---------- SOURCE EXTRACT ----------
Solved

Cannot login after SCSI read error

Posted on 1998-02-26
11
437 Views
Last Modified: 2008-02-01
Hello,

I am running SCO Unix 3.2V4.2 and I am receiving the following message over and over:

Notice: Sdsk: Unrecoverable error reading SCSI disk 0
dev 1/40 (ha=0 id=0 lun=0) Block=250
Medium error: unrecovered read error

The message and block number are always the same.  I would normally try to log in and run scsibadblk to try to find and relocate the bad block but I cannot login.  Since I couldn't login to take the system down, I had to power off/on.  After powering back on, the kernel loads up ok and then it wants to check the file system.  If I let it try to check the file system, I immediately start getting the same read errors.

So I rebooted again and skipped the file system check.  I get the following errors before it Inits single user mode:

/etc/bcheckrc: cannot make pipe
/etc/tcbck: /tmp/sh170: cannot create
/etc/smmck: restore missing files from backup or distribution.

Then I get the "Init: single user mode" message and am prompted to enter control-d for normal startup or the root password for system administration.  However, it won't accept the root password.  It just says "login incorrect".  If I press ctrl-d for normal startup, it starts to init
level 2 but then appears to just lock up (except the read errors keep printing).

Just for kicks I tried to see what would happen if I booted off of the N1 Installation disk and then rooted from the hard disk.  I had the same results.

What can I do?

Thanks,
Jay Sullivan
0
Comment
Question by:jsullivan
  • 6
  • 5
11 Comments
 
LVL 32

Expert Comment

by:jhance
ID: 2008918
This is bad, to say the least.  It appears that you've developed some type of hard drive trouble and it has corrupted either the passwd file or some part of the login system so that you cannot login as root.  Since I assume you want to get back onto this hard drive to recover stuff, you may have to build a complete bootable unix system on an alternate hard drive and then boot THAT one.  You can now login as root and mount the old drive.  I'd backup any stuff I could right away and then try running fdisk.  It may be able to recover some stuff but I suspect you're looking at rebuilding the filesystem and possibly even having to re-initialize the format.
---------- ENTRIES SHOWN ----------
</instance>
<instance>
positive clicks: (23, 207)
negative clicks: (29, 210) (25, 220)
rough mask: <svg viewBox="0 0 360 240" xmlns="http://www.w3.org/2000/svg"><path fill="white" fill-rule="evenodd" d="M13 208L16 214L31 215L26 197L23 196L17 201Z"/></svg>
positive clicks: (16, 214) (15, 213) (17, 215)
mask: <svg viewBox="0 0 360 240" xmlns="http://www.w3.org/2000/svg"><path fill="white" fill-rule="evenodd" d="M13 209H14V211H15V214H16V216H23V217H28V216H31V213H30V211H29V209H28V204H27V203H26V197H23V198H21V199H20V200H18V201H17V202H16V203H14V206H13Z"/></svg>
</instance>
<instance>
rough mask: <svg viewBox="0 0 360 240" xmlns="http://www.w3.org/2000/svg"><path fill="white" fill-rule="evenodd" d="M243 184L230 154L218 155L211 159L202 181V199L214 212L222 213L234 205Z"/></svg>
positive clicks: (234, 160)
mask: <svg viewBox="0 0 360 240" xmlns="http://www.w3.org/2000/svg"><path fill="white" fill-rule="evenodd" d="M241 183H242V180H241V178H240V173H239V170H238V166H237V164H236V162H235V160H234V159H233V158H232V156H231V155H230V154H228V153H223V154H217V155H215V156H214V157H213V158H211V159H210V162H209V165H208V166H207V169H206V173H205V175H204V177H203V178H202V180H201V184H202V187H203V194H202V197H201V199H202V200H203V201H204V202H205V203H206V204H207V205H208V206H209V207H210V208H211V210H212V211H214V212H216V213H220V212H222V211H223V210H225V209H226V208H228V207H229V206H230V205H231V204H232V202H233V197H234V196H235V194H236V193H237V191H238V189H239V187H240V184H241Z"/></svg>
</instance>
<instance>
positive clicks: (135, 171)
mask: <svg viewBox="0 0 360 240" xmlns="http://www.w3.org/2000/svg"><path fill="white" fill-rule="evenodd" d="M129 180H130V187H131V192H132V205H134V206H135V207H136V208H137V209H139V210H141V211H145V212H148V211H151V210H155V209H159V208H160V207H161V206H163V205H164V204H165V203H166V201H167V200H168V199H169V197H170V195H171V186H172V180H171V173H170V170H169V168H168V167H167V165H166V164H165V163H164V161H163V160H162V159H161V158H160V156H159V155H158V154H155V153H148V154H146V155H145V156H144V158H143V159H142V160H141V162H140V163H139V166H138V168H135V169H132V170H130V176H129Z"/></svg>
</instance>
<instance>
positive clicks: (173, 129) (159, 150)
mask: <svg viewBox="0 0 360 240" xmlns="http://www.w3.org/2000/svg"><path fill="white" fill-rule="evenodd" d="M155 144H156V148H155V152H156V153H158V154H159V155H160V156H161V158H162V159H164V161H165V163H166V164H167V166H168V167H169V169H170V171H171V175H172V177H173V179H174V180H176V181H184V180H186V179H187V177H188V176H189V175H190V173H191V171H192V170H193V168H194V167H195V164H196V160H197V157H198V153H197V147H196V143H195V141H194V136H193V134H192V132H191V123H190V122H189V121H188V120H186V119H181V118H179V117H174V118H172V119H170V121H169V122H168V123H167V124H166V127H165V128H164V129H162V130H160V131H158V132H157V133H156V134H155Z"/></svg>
----------
= WHAT TO WORK ON =
In the forum thread about the SCSI read error, which version of SCO Unix is the poster running? The listing is separate material with no link to the text.

= REPLY =
SCO Unix 3.2V4.2